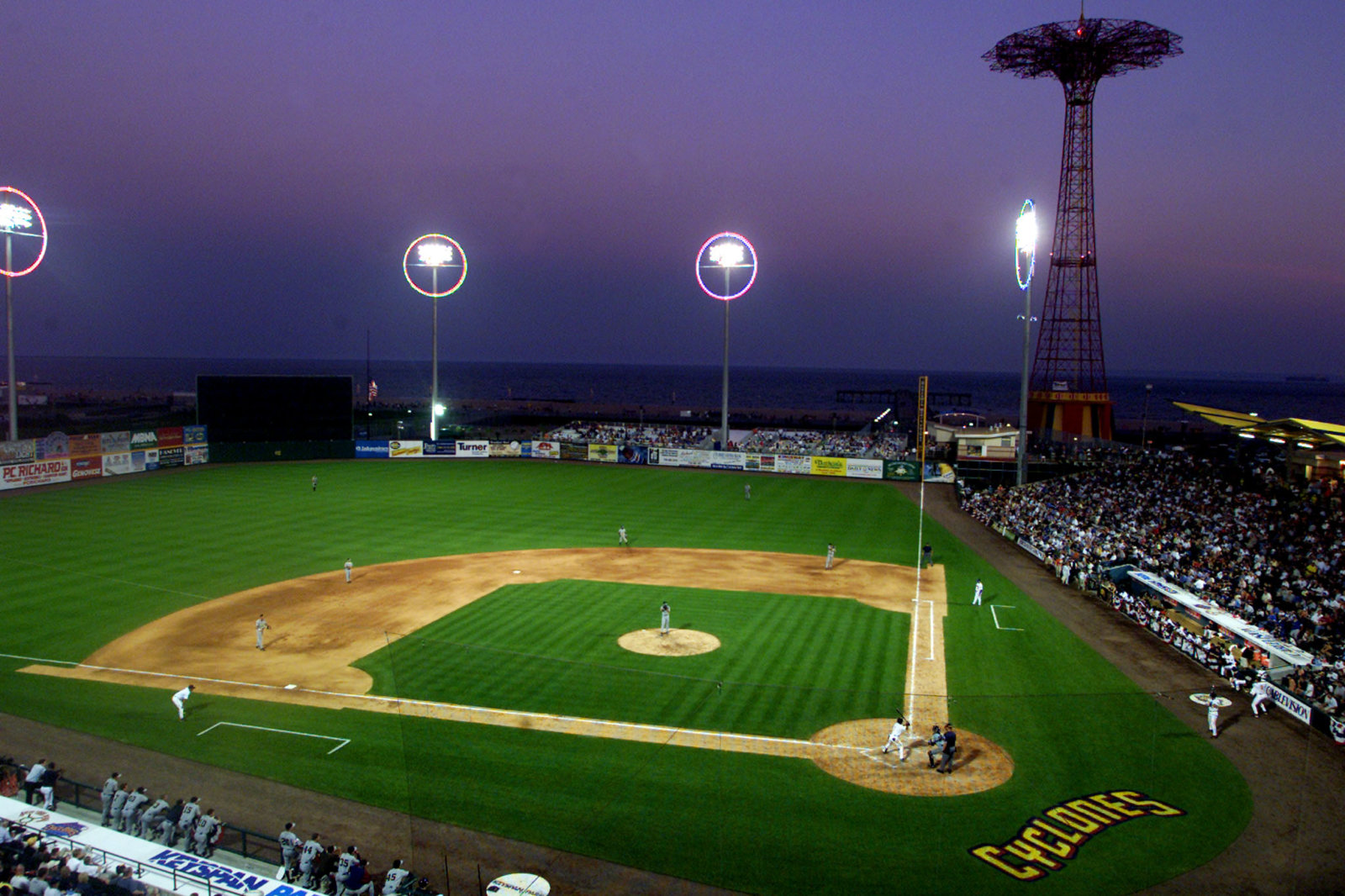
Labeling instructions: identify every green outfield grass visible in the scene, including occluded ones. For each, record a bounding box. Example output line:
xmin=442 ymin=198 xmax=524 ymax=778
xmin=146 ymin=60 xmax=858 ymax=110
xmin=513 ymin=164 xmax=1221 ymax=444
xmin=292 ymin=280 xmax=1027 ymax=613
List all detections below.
xmin=0 ymin=461 xmax=1251 ymax=894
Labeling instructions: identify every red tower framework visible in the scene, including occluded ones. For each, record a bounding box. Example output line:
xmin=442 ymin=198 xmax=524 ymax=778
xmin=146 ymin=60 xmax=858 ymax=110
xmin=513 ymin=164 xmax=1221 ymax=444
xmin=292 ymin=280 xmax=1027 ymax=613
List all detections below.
xmin=982 ymin=16 xmax=1181 ymax=439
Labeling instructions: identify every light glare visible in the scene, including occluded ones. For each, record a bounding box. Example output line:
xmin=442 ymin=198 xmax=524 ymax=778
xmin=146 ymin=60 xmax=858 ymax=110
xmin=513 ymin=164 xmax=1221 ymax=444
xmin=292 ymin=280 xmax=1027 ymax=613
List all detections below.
xmin=0 ymin=202 xmax=32 ymax=230
xmin=415 ymin=242 xmax=453 ymax=268
xmin=709 ymin=240 xmax=746 ymax=268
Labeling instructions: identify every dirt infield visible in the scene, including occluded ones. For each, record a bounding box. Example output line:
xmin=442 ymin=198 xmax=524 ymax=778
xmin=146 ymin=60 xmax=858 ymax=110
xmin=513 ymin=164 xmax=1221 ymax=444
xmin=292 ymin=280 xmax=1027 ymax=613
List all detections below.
xmin=24 ymin=547 xmax=1013 ymax=797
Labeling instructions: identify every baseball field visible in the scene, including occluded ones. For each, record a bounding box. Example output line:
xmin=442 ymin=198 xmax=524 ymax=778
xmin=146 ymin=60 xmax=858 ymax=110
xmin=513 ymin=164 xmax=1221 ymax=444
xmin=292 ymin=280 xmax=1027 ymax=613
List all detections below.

| REQUIREMENT |
Rewrite everything from the line containing "Labeling instructions: identify every light" down to the end of the rows, with the labeling instructions kept. Shift each bounding-box coordinate in the answers up by 54, and leave the sample output lines as they are.

| TASK OUTPUT |
Labeling instructions: identify every light glare visible in the scene, including occluded ones. For each, record a bounding box. Example output line:
xmin=442 ymin=198 xmax=524 ymax=778
xmin=146 ymin=60 xmax=858 ymax=110
xmin=513 ymin=164 xmax=1221 ymax=444
xmin=292 ymin=280 xmax=1027 ymax=613
List all detections below.
xmin=54 ymin=256 xmax=86 ymax=284
xmin=469 ymin=296 xmax=507 ymax=322
xmin=763 ymin=294 xmax=800 ymax=322
Labeling instructions: identify every dirt infield visible in the scene, including occluded ones. For each, record a bounding box. Example output line:
xmin=442 ymin=198 xmax=524 ymax=778
xmin=146 ymin=60 xmax=858 ymax=110
xmin=513 ymin=164 xmax=1221 ymax=444
xmin=292 ymin=280 xmax=1027 ymax=613
List all detections below.
xmin=78 ymin=601 xmax=1067 ymax=851
Labeling instructions: identify every baseball field visible in the scene, including occluded ones. For each, record a bounding box. Example output line:
xmin=442 ymin=198 xmax=524 ymax=778
xmin=146 ymin=60 xmax=858 ymax=110
xmin=513 ymin=164 xmax=1221 ymax=444
xmin=292 ymin=280 xmax=1027 ymax=613
List all detections below.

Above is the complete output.